(Stored records)
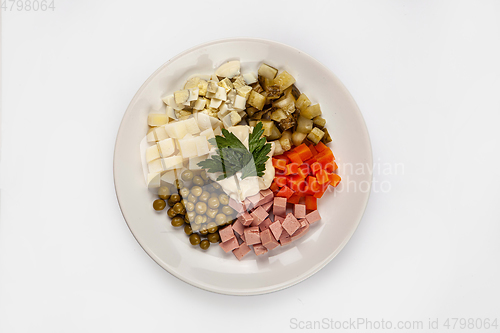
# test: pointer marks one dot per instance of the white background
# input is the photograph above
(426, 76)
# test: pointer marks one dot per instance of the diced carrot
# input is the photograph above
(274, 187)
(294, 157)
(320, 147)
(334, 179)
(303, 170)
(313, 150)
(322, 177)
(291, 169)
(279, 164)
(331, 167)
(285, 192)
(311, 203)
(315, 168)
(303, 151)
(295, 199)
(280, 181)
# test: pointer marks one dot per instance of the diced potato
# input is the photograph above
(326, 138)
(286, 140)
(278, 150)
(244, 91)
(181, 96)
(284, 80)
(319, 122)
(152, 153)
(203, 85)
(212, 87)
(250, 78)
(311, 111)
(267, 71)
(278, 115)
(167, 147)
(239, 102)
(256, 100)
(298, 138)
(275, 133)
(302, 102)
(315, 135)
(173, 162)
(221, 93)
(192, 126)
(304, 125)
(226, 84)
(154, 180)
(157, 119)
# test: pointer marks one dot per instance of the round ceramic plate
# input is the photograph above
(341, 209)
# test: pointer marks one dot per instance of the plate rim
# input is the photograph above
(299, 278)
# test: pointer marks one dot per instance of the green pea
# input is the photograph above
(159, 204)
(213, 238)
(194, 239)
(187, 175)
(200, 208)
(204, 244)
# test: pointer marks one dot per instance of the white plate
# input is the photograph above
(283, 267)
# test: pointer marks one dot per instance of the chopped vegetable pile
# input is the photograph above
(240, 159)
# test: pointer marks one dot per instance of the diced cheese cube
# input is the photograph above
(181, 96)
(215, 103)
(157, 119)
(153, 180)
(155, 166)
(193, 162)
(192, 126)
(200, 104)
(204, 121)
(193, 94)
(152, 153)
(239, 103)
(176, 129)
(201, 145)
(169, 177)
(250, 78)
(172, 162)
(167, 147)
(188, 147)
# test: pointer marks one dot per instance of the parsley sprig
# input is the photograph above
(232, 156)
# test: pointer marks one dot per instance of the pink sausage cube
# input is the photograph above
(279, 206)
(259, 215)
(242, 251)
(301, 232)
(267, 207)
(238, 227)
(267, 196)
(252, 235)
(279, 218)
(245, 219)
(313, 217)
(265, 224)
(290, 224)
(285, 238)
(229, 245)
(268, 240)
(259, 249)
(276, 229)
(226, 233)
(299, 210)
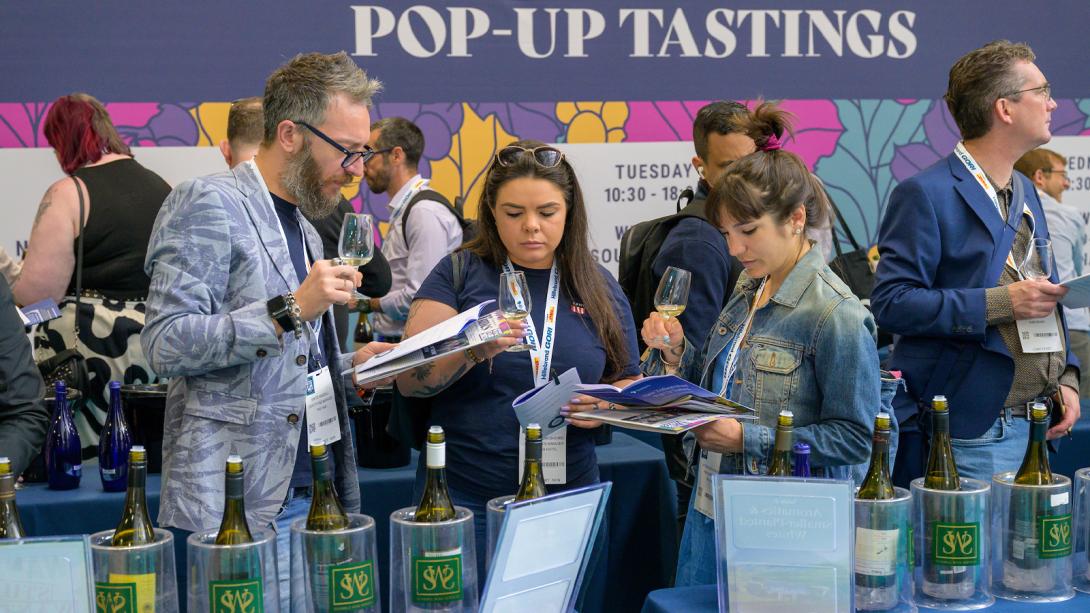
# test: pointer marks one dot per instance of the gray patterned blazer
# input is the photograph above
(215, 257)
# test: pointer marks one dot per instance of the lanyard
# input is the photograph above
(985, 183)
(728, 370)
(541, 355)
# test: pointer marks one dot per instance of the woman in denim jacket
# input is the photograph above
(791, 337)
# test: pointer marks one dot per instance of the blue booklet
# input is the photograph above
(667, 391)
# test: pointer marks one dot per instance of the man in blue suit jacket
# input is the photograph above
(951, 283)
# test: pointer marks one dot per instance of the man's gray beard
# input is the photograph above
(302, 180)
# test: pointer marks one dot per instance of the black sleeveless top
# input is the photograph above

> _Exercise details_
The lines to show are those in the data above that include "cube".

> _Your response_
# test: pointer marks one dot per instance of the diced cheese cube
# test: pointer marks one dot per instance of the pink sausage cube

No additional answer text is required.